--- START ---

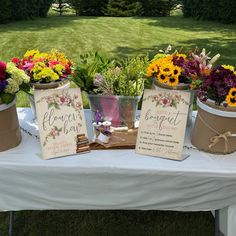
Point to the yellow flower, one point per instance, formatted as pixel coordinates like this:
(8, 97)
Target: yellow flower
(232, 92)
(177, 71)
(12, 86)
(39, 56)
(152, 69)
(173, 81)
(31, 53)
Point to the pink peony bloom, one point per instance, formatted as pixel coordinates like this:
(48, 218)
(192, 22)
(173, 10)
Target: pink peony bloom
(3, 75)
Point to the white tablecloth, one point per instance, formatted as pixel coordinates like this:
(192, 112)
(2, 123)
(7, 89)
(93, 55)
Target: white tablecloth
(118, 179)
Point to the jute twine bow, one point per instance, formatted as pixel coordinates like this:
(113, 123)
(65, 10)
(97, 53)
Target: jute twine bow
(216, 139)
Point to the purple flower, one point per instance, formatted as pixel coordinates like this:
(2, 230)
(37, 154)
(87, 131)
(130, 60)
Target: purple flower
(3, 85)
(98, 79)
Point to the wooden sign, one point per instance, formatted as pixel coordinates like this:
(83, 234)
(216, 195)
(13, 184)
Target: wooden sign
(61, 122)
(162, 124)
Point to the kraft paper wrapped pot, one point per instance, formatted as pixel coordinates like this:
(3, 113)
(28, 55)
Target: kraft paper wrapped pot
(42, 86)
(215, 128)
(10, 134)
(119, 110)
(184, 87)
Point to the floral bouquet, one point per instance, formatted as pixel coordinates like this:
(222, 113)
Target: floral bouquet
(44, 67)
(116, 89)
(181, 68)
(12, 80)
(220, 86)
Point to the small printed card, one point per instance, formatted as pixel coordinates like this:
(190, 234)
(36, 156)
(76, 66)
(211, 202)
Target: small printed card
(61, 122)
(162, 124)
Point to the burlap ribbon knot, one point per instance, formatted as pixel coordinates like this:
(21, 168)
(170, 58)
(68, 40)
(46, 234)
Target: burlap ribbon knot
(216, 139)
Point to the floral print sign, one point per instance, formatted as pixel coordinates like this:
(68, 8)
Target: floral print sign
(162, 124)
(60, 118)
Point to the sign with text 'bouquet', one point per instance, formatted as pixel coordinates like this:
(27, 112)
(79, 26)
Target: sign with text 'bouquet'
(61, 122)
(163, 123)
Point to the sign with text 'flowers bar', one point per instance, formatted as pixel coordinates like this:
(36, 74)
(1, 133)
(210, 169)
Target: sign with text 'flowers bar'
(162, 124)
(61, 122)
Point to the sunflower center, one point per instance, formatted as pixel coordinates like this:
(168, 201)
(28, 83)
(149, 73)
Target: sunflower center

--- END ---

Word for word, restate all of the entries above and leave each picture out.

» **TASK RESULT**
Point to the yellow flower, one point per instance, formatted as pixel coordinates like this:
(8, 97)
Target: yellow flower
(232, 92)
(177, 71)
(12, 86)
(39, 56)
(152, 69)
(173, 81)
(31, 53)
Point to the pink peony bloom, one point per instance, formatted as pixel coordinates like this:
(48, 218)
(192, 22)
(173, 10)
Target: pink peony bloom
(3, 75)
Point to the white tablecloth, one point per instance, formatted as pixel coordinates like this:
(192, 112)
(2, 123)
(7, 89)
(93, 55)
Target: white tablecloth
(118, 179)
Point to the jute twine bow, one point per instance, formatted as pixel coordinates like this:
(113, 123)
(65, 10)
(97, 53)
Target: jute twine bow
(216, 139)
Point to the purple flower, one point per instance, formatted as pixel coordinates like this:
(2, 230)
(37, 154)
(87, 131)
(130, 60)
Target: purple flower
(3, 85)
(98, 79)
Point to the wooden sign, one point per instance, formatted as pixel coordinates like this:
(83, 234)
(216, 195)
(13, 184)
Target: wooden sign
(61, 122)
(162, 124)
Point to the kraft paper wrapped pot, one point per instance, formatted as pixel coordinates like this:
(3, 113)
(28, 55)
Target: kraft paper wrapped pot
(42, 86)
(215, 128)
(10, 134)
(119, 110)
(184, 87)
Point to the floral bouquet, one point per instance, formatted as pixel coordinates like this:
(222, 113)
Target: floral bouquet
(44, 67)
(116, 89)
(181, 68)
(12, 80)
(220, 86)
Point to the small printed card, one point per instance, formatted as pixel coordinates like this:
(190, 234)
(36, 156)
(76, 66)
(211, 202)
Target: small printed card
(61, 122)
(162, 124)
Point to the burlap ribbon knot, one point per instance, formatted as pixel coordinates like this:
(21, 168)
(170, 58)
(68, 40)
(46, 234)
Target: burlap ribbon knot
(216, 139)
Point to the floral print sign, one point per instance, formatted as pixel coordinates like this:
(68, 8)
Target: floral print sign
(162, 124)
(60, 118)
Point to the sign with text 'bouquet', one point per instance, formatted as pixel coordinates like this:
(27, 112)
(79, 26)
Target: sign with text 'bouquet'
(61, 122)
(163, 123)
Point to the sign with text 'flowers bar', one point per instance, formatted as pixel coordinates like this:
(36, 74)
(1, 133)
(210, 169)
Target: sign with text 'flowers bar'
(162, 124)
(61, 122)
Point to the sunflower center, one point per instance, formatted as pixel coordinates like this:
(168, 201)
(28, 83)
(149, 73)
Target: sunflower center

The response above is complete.